BEGIN Information provided

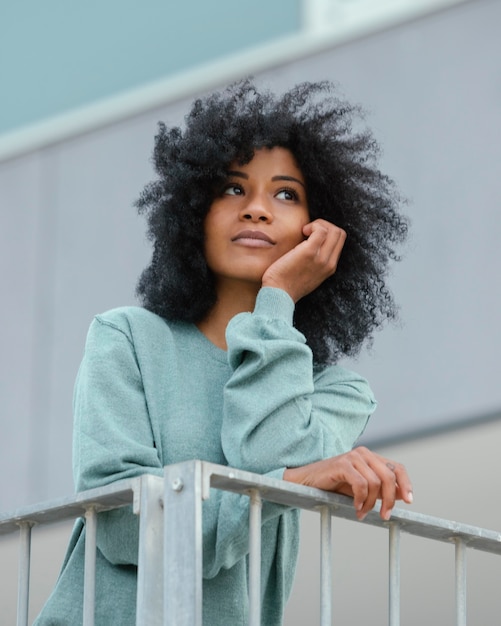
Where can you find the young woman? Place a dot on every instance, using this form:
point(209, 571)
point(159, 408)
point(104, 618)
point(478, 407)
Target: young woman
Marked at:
point(272, 231)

END Information provided

◆ **Task brief**: Output all the records, word for word, with no pictures in the copy.

◆ **Complete answer**:
Where can you find the young woman? Place a dot on every instance, using this form:
point(209, 571)
point(159, 408)
point(104, 618)
point(478, 407)
Target: young woman
Marked at:
point(272, 231)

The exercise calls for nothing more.